* **Page**

----------------------------------------

# Infinitesimal SUSY transformation of SYM lagrangian

1. Sep 27, 2013

### karlzr

I tried to verify that the SYM lagrangian is invariant under SUSY transformation, but it turned out there is a term that doesn't vanish.
The SYM lagrangian is:
$$\mathscr{L}_{SYM}=-\frac{1}{4}F^{a\mu\nu}F^a_{\mu\nu}+i\lambda^{\dagger a}\bar{\sigma}^\mu D_\mu \lambda^a+\frac{1}{2}D^a D^a$$
the infinitesimal SUSY transformations of the gauge multiplet are:
$$\delta A^a_\mu =-\frac{1}{\sqrt{2}}(\epsilon^\dagger \bar{\sigma}_\mu \lambda^a+\lambda^{\dagger a} \bar{\sigma}_\mu \epsilon)=-\frac{1}{\sqrt{2}}\epsilon^\dagger \bar{\sigma}_\mu \lambda^a+h.c.$$
$$\delta\lambda^a_\alpha =-\frac{i}{2\sqrt{2}}(\sigma^\mu \bar{\sigma}^\nu\epsilon)_\alpha F^a_{\mu\nu}+\frac{1}{\sqrt{2}}\epsilon_\alpha D^a$$
$$\delta \lambda^{\dagger a}_{\dot{\alpha}} =\frac{i}{2\sqrt{2}}(\epsilon^\dagger \bar{\sigma}^\nu\sigma^\mu)_{\dot{\alpha}} F^a_{\mu\nu}+\frac{1}{\sqrt{2}}\epsilon^\dagger_{\dot{\alpha}} D^a$$
$$\delta D^a =\frac{-i}{\sqrt{2}}(\epsilon^\dagger \bar{\sigma}^\mu D_\mu \lambda^a-D_\mu \lambda^{\dagger a}\bar{\sigma}^\mu \epsilon)=\frac{-i}{\sqrt{2}}\epsilon^\dagger \bar{\sigma}^\mu D_\mu \lambda^a+h.c.$$
I derived that
$$\delta F^a_{\mu\nu}= -\frac{1}{\sqrt{2}}\epsilon^\dagger(\bar{\sigma}_\nu D_\mu-\bar{\sigma}_\mu D_\nu)\lambda^a+h.c.$$
Then when I calculated the variation of the total lagrangian, I obtained that the $D^a$ and $F^a_{\mu\nu}$ terms cancel out separately. But there is a term from the variation of $A^b_\mu$ in the definition of covariant derivative in $D_\mu \lambda^a$ that remains after all the other cancellation. It looks like
$$i g f^{abc}\lambda^{\dagger a}\bar{\sigma}^\nu \lambda^c (\epsilon^\dagger \bar{\sigma}_\nu \lambda^b+h.c.)$$
This is the only term with three $\lambda$s. So it seems there is no term to cancel this one. I have checked my calculation over and over again but couldn't find the mistake. So any idea what 's wrong?

----------------------------------------

Data from a source

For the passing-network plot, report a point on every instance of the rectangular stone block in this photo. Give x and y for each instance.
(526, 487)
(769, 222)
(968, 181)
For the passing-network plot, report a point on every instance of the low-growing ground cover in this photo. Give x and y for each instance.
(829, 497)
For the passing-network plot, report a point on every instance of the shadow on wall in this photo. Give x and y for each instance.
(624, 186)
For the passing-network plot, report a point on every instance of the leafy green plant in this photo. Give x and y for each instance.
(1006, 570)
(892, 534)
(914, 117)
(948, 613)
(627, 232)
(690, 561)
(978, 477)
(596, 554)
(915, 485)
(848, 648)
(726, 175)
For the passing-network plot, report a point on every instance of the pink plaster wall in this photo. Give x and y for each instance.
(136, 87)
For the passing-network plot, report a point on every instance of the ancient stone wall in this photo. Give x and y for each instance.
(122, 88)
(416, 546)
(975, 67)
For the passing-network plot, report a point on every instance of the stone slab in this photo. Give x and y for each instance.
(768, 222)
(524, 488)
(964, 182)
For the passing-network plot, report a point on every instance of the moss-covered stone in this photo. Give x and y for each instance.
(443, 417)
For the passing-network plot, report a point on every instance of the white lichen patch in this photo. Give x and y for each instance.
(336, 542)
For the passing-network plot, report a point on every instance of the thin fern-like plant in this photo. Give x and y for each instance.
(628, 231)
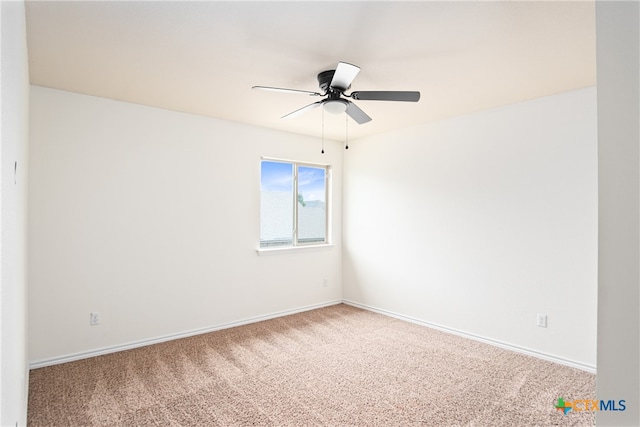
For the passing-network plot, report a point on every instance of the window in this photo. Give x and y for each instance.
(293, 203)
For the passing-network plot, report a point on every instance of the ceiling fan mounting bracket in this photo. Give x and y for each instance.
(324, 80)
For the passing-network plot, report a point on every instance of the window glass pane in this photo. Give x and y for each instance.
(276, 204)
(312, 209)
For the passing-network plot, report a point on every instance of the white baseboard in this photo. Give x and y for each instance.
(107, 350)
(507, 346)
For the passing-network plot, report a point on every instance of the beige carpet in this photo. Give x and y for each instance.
(335, 366)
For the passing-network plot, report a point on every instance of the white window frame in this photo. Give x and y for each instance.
(296, 245)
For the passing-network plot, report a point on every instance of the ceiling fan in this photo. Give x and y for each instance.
(333, 84)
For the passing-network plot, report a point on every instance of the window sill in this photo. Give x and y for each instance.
(292, 249)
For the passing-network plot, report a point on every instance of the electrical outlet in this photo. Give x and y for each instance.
(541, 320)
(94, 319)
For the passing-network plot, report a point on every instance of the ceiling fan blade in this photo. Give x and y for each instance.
(357, 114)
(344, 75)
(303, 110)
(280, 89)
(386, 96)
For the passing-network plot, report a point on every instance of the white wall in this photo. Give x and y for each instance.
(151, 218)
(14, 91)
(618, 48)
(478, 223)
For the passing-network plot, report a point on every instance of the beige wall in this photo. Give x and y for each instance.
(151, 218)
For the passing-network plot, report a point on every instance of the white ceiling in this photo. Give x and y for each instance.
(204, 57)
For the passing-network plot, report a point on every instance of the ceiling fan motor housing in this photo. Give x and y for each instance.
(324, 80)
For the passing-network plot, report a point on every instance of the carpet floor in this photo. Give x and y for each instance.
(334, 366)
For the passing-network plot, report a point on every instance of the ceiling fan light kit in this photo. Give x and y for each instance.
(333, 84)
(335, 106)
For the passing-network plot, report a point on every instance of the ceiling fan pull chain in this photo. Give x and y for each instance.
(346, 132)
(322, 152)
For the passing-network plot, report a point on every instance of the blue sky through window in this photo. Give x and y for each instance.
(278, 176)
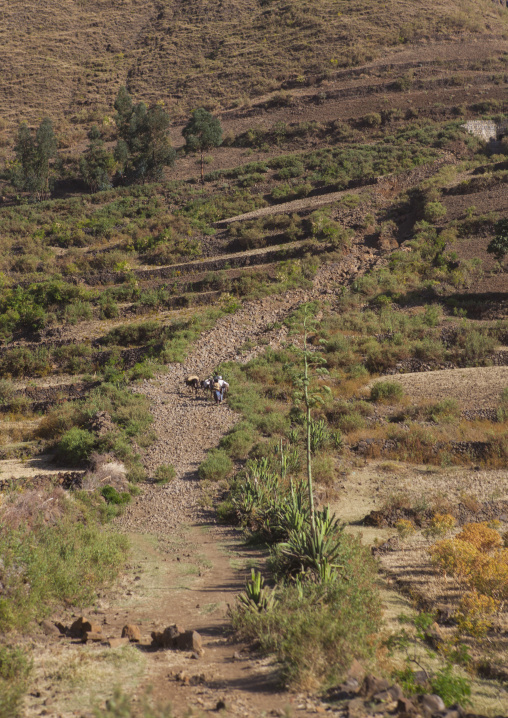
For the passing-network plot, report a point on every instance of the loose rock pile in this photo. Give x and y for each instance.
(87, 630)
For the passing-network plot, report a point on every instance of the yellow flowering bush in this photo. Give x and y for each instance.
(489, 574)
(454, 557)
(480, 536)
(440, 525)
(475, 556)
(474, 613)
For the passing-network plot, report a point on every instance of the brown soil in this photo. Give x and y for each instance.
(473, 388)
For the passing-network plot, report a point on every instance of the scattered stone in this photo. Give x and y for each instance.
(190, 641)
(356, 708)
(405, 707)
(131, 632)
(357, 671)
(49, 628)
(82, 626)
(434, 636)
(117, 642)
(432, 704)
(92, 636)
(177, 638)
(183, 677)
(396, 692)
(372, 685)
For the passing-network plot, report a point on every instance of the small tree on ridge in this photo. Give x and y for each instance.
(202, 132)
(32, 170)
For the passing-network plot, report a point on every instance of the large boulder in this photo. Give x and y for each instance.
(177, 638)
(82, 626)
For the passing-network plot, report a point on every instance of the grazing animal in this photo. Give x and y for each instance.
(193, 381)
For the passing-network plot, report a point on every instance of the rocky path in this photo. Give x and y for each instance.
(184, 568)
(186, 537)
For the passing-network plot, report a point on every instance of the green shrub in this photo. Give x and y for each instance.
(75, 446)
(164, 473)
(434, 211)
(350, 421)
(317, 630)
(502, 412)
(239, 441)
(386, 391)
(136, 473)
(216, 466)
(112, 496)
(48, 565)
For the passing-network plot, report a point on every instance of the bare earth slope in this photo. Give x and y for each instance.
(68, 60)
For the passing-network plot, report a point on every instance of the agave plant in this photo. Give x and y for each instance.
(257, 597)
(313, 551)
(319, 434)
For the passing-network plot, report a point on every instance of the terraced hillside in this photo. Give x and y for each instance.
(347, 191)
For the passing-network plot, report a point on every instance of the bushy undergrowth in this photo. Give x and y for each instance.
(325, 610)
(317, 630)
(51, 559)
(477, 558)
(68, 425)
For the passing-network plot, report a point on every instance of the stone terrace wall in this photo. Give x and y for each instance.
(486, 129)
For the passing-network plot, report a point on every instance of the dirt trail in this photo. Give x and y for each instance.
(185, 569)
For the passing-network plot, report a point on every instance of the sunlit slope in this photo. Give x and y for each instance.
(66, 58)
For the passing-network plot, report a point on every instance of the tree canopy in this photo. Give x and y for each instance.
(32, 168)
(143, 148)
(202, 132)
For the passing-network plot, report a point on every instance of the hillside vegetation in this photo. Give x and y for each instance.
(341, 224)
(68, 60)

----------------------------------------

* **Challenges**
[1] Answer these questions about the forum post on the SUSY transformation of the SYM lagrangian.
(a) On what date was the post made?
(b) Which terms does the poster say cancel out separately in the variation of the total lagrangian?
(c) How many λs appear in the term that remains?
[2] Please resume the forum thread on the SUSY transformation of the SYM lagrangian, starting after its last sentence.

* **Responses to the exercise**
[1]
(a) Sep 27, 2013
(b) The D^a and F^a_{μν} terms
(c) Three

[2]
Thanks a lot,

2. Sep 27, 2013

### Korybut

Does the extra term vanish on the equations of motion?

3. Sep 27, 2013

### karlzr

That term is proportional to the current of the gaugino. But since all $D_\mu F^{a\mu\nu}$ terms have already been canceled, this current term doesn't vanish by itself.

4. Sep 27, 2013

### karlzr

Actually I do have this question. Is it ok if the infinitesimal transformation of lagrangian vanishes only after we apply the equations of motion to it? since I don't think so. I expect it vanishes off-shell.

5. Sep 27, 2013

### Korybut

Lagrangian should be invariant off-shell, you are right.

I am not an expert in this. But probably you need to introduce new field with purely algebraic equations of motion, like F in WZ model, just to cancel this term.

6. Sep 27, 2013

### karlzr

I think the $D^a$ is introduced to do the same thing as $F$ in WZ model. But this $D^a$ doesn't solve this problem. Many textbooks I know discussed the infinitesimal SUSY transformation of WZ lagrangian but not this SYM lagrangian.
Thanks though.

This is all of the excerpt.